■ Text provided ■
HG Holdings, Inc. Announces 2017 Results

CHARLOTTE, N.C., March 23, 2018 (GLOBE NEWSWIRE) -- HG Holdings, Inc. (formerly Stanley Furniture Company, Inc.) (OTCQB:STLY) today reported sales and operating results for the year ending December 31, 2017.

2017 financial results compared to 2016:

  • Net sales were $45.2 million compared to $44.6 million
  • Gross profit was $4.8 million compared to $8.4 million
  • Selling, general and administrative expenses were $13.0 million compared to $14.0 million
  • Net loss was $7.7 million compared to net loss of $5.3 million, including $0.4 million and $1.1 million in CDSOA proceeds in 2017 and 2016, respectively.

On March 2, 2018, the Company sold substantially all of its assets to Churchill Downs LLC (“Buyer”), pursuant to the terms of the Asset Purchase Agreement, dated as of November 20, 2017, as amended by the First Amendment thereto dated January 22, 2018. As consideration for the asset sale, Buyer paid a purchase price consisting of cash in the amount of approximately $10.8 million (of which approximately $1.3 million was used to pay the outstanding amount under the Company’s credit agreement), a subordinated promissory note in the principal amount of approximately $7.4 million, and a 5% equity interest in Buyer’s post-closing ultimate parent company, Churchill Downs Holdings Ltd., a British Virgin Islands business company. Buyer also assumed substantially all of the Company’s liabilities.

The Company anticipates that its expenses relating to the asset sale following the closing of the asset sale will be approximately $2.8 million, which includes financial advisory fees, legal fees, amounts owed under a change in control protection agreement with its principal financial officer, amounts owed to its former chief executive officer under the terms of his separation agreement, and other fees and expenses.

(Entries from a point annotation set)

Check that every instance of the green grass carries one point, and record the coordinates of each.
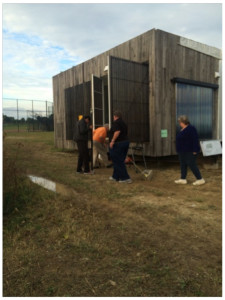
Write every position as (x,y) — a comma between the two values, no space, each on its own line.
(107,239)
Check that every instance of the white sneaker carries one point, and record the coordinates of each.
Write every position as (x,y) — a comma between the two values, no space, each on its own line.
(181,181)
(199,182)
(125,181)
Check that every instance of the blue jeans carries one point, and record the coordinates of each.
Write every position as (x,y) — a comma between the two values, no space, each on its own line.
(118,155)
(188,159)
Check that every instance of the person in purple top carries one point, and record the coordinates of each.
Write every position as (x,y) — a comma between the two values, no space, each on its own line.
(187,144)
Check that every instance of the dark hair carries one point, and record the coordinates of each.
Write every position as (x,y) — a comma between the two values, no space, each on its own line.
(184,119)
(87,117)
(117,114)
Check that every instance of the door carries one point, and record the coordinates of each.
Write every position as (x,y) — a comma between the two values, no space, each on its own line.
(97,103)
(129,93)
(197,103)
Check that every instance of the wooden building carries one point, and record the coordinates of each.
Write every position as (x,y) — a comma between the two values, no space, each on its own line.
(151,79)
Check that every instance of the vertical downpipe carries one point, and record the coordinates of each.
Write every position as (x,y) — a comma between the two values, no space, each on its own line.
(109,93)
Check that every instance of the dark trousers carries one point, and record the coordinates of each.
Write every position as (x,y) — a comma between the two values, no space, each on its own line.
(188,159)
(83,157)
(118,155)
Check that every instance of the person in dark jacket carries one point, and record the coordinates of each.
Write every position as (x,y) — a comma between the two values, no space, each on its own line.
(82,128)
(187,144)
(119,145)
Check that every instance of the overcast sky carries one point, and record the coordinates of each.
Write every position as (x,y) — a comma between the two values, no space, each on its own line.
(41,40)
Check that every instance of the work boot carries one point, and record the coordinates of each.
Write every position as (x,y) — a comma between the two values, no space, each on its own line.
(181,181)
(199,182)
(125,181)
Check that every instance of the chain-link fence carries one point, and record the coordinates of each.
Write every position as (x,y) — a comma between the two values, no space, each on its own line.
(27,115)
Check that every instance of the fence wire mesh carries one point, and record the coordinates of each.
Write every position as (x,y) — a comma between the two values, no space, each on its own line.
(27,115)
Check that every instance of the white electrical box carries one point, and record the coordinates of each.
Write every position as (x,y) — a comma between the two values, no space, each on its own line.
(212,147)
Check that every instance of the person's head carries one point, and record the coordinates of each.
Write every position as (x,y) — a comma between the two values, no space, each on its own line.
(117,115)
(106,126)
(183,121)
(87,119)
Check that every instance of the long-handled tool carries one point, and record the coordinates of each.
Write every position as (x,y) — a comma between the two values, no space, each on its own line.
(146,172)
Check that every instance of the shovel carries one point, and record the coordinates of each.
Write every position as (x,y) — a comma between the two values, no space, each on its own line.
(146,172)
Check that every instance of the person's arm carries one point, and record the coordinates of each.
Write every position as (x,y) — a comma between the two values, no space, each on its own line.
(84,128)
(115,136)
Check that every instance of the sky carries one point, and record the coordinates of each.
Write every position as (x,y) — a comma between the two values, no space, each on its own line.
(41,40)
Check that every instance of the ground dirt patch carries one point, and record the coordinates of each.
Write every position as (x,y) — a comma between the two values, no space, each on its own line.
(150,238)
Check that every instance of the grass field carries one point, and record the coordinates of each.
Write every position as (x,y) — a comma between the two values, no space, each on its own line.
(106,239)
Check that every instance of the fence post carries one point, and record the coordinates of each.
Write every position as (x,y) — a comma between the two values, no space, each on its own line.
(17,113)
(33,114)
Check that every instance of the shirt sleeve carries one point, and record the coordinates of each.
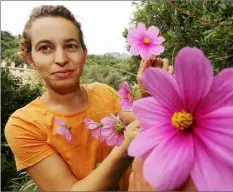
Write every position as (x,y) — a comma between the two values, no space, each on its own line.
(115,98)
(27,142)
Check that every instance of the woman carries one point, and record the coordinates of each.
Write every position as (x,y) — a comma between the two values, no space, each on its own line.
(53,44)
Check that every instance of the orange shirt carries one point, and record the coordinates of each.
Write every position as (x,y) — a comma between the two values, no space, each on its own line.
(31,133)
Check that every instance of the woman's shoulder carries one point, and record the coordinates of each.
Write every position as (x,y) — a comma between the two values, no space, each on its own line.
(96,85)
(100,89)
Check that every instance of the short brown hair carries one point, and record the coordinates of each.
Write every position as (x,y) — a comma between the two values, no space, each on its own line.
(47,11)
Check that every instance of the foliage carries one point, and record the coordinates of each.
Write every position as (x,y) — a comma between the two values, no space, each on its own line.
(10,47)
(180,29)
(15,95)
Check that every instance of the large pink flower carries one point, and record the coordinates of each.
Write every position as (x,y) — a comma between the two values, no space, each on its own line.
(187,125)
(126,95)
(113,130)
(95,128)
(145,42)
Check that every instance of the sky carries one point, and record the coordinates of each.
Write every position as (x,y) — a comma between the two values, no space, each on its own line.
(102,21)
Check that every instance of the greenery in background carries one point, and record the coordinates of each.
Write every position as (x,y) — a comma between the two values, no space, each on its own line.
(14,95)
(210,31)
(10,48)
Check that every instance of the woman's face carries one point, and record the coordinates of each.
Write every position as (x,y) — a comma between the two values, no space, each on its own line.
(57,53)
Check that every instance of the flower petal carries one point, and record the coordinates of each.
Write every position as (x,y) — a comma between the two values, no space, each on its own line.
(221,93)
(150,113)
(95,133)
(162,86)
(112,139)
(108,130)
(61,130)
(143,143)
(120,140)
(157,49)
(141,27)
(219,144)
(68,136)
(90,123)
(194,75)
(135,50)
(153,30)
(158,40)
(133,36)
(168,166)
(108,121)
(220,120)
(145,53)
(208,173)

■ Your tasks ■
1. According to the HG Holdings 2017 results release, on what date did the Company sell substantially all of its assets to Churchill Downs LLC?
2. Output the stretch of the HG Holdings 2017 results release from "HG Holdings, Inc. Announces" through "December 31, 2017.".
3. Write the next part of the HG Holdings 2017 results release, picking up after its last sentence.

■ Results for the exercise ■
1. March 2, 2018

2.
HG Holdings, Inc. Announces 2017 Results

CHARLOTTE, N.C., March 23, 2018 (GLOBE NEWSWIRE) -- HG Holdings, Inc. (formerly Stanley Furniture Company, Inc.) (OTCQB:STLY) today reported sales and operating results for the year ending December 31, 2017.

3.
As previously announced, the Company does not intend to liquidate following the closing of the asset sale. The Company also previously indicated its board of directors would evaluate alternatives for use of the cash consideration, which were expected to include using a portion of the cash to either repurchase common stock or pay a special dividend to stockholders and also using a portion of the cash to acquire non-furniture related assets that will allow the Company to potentially derive a benefit from its net operating loss carryforwards. The Company announced its board has determined not to pay a special dividend, but to use the existing authorization for stock repurchases to repurchase the Company’s common stock from time to time in the open market, in privately negotiated transactions, or otherwise, at prices the Company deems appropriate. The Company also announced its board anticipates retaining the remaining cash for use in acquiring non-furniture related assets and to fund operating expenses until an acquisition. The Company also indicated its board is considering a rights offering of the Company’s common stock to existing shareholders to raise additional cash for acquisition purposes which could provide the Company greater resources and flexibility in acquiring non-furniture assets.

About the Company
HG Holdings, Inc. formerly operated as a leading design, marketing and overseas sourcing resource in the upscale segment of the wood residential furniture market. The Company’s common stock is traded on the OTCQB marketplace under the symbol STLY.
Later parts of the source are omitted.